Each entry should be copied as it stands, leaving the pictures behind.

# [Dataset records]
■ ■ ■ ■

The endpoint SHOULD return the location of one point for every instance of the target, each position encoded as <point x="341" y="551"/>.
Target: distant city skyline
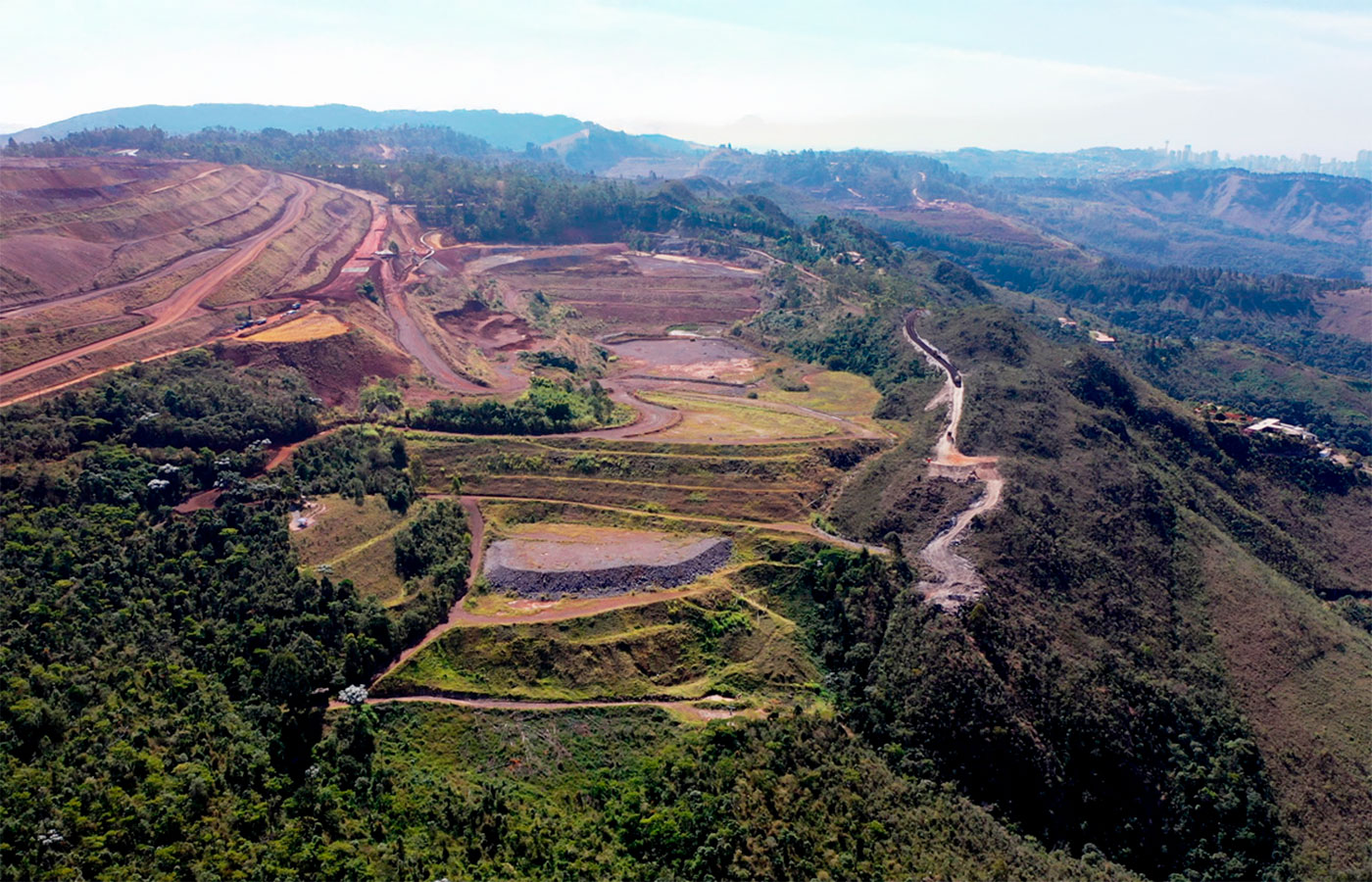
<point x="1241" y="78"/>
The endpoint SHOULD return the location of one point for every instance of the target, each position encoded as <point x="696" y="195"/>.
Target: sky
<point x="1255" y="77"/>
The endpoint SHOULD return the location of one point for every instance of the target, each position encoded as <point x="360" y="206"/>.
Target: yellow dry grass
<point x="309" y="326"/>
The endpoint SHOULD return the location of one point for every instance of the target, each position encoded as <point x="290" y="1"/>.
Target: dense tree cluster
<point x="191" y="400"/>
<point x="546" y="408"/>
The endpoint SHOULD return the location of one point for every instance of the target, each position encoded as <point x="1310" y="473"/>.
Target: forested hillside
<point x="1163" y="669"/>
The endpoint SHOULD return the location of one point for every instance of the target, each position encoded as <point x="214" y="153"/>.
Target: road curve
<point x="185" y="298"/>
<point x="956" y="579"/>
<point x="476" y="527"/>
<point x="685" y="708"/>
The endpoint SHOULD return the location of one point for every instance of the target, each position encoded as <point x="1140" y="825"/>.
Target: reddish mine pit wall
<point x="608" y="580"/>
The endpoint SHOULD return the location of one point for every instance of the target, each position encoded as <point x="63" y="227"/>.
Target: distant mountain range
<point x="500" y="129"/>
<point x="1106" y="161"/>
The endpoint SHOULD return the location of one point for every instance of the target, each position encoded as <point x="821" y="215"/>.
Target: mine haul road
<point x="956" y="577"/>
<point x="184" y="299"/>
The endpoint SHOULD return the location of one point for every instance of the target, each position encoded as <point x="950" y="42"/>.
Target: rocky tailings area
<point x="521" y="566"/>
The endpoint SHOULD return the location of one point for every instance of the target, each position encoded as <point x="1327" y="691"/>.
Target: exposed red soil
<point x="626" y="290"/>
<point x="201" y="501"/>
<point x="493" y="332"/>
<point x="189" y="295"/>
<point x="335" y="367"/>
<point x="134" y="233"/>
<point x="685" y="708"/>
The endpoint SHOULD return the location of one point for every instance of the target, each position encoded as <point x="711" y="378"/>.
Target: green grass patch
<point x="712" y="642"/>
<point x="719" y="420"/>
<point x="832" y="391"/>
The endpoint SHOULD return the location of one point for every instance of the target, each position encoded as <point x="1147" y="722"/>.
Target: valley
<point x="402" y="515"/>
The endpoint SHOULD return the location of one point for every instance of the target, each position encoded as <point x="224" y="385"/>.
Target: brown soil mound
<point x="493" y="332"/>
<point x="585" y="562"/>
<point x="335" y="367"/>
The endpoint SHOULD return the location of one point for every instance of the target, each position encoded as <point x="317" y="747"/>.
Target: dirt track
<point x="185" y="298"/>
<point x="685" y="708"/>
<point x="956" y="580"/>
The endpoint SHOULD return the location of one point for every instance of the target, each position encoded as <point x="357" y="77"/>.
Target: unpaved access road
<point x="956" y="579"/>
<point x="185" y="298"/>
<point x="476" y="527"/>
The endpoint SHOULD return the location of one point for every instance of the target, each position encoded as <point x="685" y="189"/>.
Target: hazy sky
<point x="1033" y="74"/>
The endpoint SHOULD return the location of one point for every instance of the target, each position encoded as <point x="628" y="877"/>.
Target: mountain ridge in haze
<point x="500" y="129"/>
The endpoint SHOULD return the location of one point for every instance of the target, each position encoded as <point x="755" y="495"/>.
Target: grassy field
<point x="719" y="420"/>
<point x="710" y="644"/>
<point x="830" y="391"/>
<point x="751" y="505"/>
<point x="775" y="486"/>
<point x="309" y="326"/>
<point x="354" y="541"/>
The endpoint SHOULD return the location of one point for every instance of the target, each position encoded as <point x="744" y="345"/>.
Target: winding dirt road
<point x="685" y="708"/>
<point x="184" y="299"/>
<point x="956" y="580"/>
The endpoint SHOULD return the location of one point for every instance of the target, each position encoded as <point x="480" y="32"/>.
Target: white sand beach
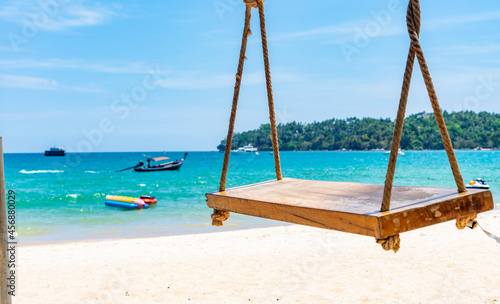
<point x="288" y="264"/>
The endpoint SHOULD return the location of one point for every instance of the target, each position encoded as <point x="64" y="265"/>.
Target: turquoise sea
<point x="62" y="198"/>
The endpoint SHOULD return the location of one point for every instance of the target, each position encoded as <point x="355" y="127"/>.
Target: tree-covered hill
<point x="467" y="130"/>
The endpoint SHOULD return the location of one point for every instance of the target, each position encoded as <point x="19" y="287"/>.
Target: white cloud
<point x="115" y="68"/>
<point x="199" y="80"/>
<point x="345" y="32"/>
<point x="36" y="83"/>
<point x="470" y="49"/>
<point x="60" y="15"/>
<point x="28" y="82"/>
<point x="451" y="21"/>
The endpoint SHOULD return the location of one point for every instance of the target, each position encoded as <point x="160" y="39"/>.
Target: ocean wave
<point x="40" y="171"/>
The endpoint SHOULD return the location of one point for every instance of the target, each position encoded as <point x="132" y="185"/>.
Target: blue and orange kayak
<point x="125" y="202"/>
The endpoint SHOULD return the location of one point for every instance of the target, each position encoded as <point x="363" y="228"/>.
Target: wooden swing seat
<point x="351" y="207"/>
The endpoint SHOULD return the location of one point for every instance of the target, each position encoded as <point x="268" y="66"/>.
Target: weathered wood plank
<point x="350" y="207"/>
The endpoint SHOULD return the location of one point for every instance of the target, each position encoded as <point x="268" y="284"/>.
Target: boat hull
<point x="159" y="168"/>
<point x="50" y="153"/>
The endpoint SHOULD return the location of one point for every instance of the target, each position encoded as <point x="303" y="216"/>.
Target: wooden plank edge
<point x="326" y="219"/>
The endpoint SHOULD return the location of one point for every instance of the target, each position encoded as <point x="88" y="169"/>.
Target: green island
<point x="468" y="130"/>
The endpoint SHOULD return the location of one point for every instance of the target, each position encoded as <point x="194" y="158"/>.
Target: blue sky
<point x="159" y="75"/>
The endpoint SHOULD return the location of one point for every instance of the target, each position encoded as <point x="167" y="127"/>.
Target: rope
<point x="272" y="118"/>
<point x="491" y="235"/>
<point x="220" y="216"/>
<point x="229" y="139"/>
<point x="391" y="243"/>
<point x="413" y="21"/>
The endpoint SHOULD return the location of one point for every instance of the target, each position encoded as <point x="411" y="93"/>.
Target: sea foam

■ ■ ■ ■

# [Answer space]
The endpoint SHOULD return the location of one point for every instance of the target, each position encoded as <point x="341" y="551"/>.
Target: distant city skyline
<point x="1241" y="78"/>
The endpoint SHOULD return the location of one point for every instance of the target, each position encoded as <point x="696" y="195"/>.
Target: sky
<point x="1255" y="77"/>
The endpoint SHOULD return the location of one point for every instance of the target, each position encoded as <point x="360" y="206"/>.
Target: yellow dry grass
<point x="309" y="326"/>
The endpoint SHOULD return the location of one point for every instance of the target, each position encoded as <point x="290" y="1"/>.
Target: dense tree cluster
<point x="191" y="400"/>
<point x="546" y="408"/>
The endpoint SHOULD return the location of one point for every instance of the target, each position encoded as <point x="1310" y="473"/>.
Target: forested hillside
<point x="1163" y="669"/>
The endpoint SHOULD return the location of one point for every instance of the target, each position encoded as <point x="214" y="153"/>.
Target: road curve
<point x="185" y="298"/>
<point x="956" y="579"/>
<point x="476" y="527"/>
<point x="685" y="708"/>
The endpoint SHOULD return the location of one point for every instance of the target, each position encoded as <point x="1140" y="825"/>.
Target: reddish mine pit wall
<point x="608" y="580"/>
The endpoint SHOULD return the location of one point for every instance of the target, each position encoded as <point x="63" y="227"/>.
Target: distant mountain range
<point x="500" y="129"/>
<point x="1106" y="161"/>
The endpoint SHOULD return the location of one point for every instance of the target, each position encoded as <point x="821" y="215"/>.
Target: mine haul road
<point x="956" y="577"/>
<point x="184" y="299"/>
The endpoint SHOULD return the location of one point for every instance of the target, each position encoded as <point x="950" y="42"/>.
Target: rocky tailings area
<point x="521" y="566"/>
The endpoint SHOULD return the location of one point for every instance of the target, each position encoded as <point x="1327" y="691"/>.
Target: exposed red soil
<point x="626" y="290"/>
<point x="201" y="501"/>
<point x="493" y="332"/>
<point x="189" y="295"/>
<point x="335" y="367"/>
<point x="134" y="233"/>
<point x="685" y="708"/>
The endpoint SHOULD return the location of one point for every instance of the target, each position encoded as <point x="711" y="378"/>.
Target: green grass patch
<point x="712" y="642"/>
<point x="719" y="420"/>
<point x="832" y="391"/>
The endpoint SHOULD return the location of one point for every instance of the target, each position encoded as <point x="1147" y="722"/>.
Target: valley
<point x="402" y="515"/>
The endpoint SHOULD return the location of one point for every instance of the target, each position encoded as <point x="224" y="385"/>.
Target: brown soil mound
<point x="493" y="332"/>
<point x="585" y="562"/>
<point x="335" y="367"/>
The endpoint SHOULD return the location of one point for every instance of the target, each position encoded as <point x="317" y="747"/>.
Target: dirt track
<point x="185" y="298"/>
<point x="685" y="708"/>
<point x="956" y="580"/>
The endpoint SHOULD return the location of one point for every instance of the target, each position encoded as <point x="357" y="77"/>.
Target: unpaved access road
<point x="956" y="579"/>
<point x="185" y="298"/>
<point x="476" y="527"/>
The endpoint SHOULD return the location of one point for every instance of the target, each position encoded as <point x="685" y="189"/>.
Target: hazy sky
<point x="1033" y="74"/>
The endpoint SHOULD return the location of one point for every instance of the target, each position encoded as <point x="628" y="877"/>.
Target: mountain ridge in haze
<point x="500" y="129"/>
The endpoint SHOULD return the location of one point for every instance of the target, each position encoded as <point x="755" y="495"/>.
Target: grassy field
<point x="719" y="420"/>
<point x="710" y="644"/>
<point x="830" y="391"/>
<point x="751" y="505"/>
<point x="775" y="486"/>
<point x="309" y="326"/>
<point x="354" y="541"/>
The endpoint SHOULD return the location of one point for every instance of the target, each position encoded as <point x="744" y="345"/>.
Target: winding dirt road
<point x="685" y="708"/>
<point x="184" y="299"/>
<point x="956" y="580"/>
The endpoint SHOULD return the location of one point for every instance of the target, each position encoded as <point x="480" y="32"/>.
Target: white sand beach
<point x="288" y="264"/>
The endpoint SHOULD return the location of one point for every instance of the target, each position encoded as <point x="64" y="265"/>.
Target: turquoise sea
<point x="62" y="198"/>
The endpoint SHOULD return the location of one point for every instance of the target, each position encoded as <point x="355" y="127"/>.
Target: tree-covered hill
<point x="467" y="130"/>
The endpoint SHOULD return the location of one point for every instance of the target, each position encoded as <point x="19" y="287"/>.
Target: white cloud
<point x="115" y="68"/>
<point x="199" y="80"/>
<point x="345" y="32"/>
<point x="36" y="83"/>
<point x="470" y="49"/>
<point x="60" y="15"/>
<point x="28" y="82"/>
<point x="451" y="21"/>
The endpoint SHOULD return the location of one point for every instance of the target, each position encoded as <point x="160" y="39"/>.
Target: ocean wave
<point x="40" y="171"/>
The endpoint SHOULD return the location of one point for every instance of the target, each position encoded as <point x="132" y="185"/>.
Target: blue and orange kayak
<point x="125" y="202"/>
The endpoint SHOULD return the location of one point for every instance of the target, each position encoded as <point x="363" y="228"/>.
Target: wooden swing seat
<point x="351" y="207"/>
The endpoint SHOULD return the location of one point for every instance of the target, each position encoded as <point x="268" y="66"/>.
Target: weathered wood plank
<point x="350" y="207"/>
The endpoint SHOULD return the location of one point for every instance of the target, each position encoded as <point x="268" y="284"/>.
Target: boat hull
<point x="159" y="168"/>
<point x="50" y="153"/>
The endpoint SHOULD return the location of one point for every instance of the target, each position encoded as <point x="303" y="216"/>.
Target: wooden plank edge
<point x="326" y="219"/>
The endpoint SHOULD return the location of one point for every instance of the target, each position encoded as <point x="88" y="169"/>.
Target: green island
<point x="468" y="130"/>
The endpoint SHOULD return the location of one point for every instance of the target, each position encoded as <point x="194" y="158"/>.
Target: blue sky
<point x="159" y="75"/>
The endpoint SHOULD return the location of one point for every instance of the target, each position encoded as <point x="167" y="127"/>.
Target: rope
<point x="272" y="118"/>
<point x="491" y="235"/>
<point x="220" y="216"/>
<point x="229" y="139"/>
<point x="391" y="243"/>
<point x="413" y="21"/>
The endpoint SHOULD return the location of one point for every instance of the target, each position encoded as <point x="411" y="93"/>.
Target: sea foam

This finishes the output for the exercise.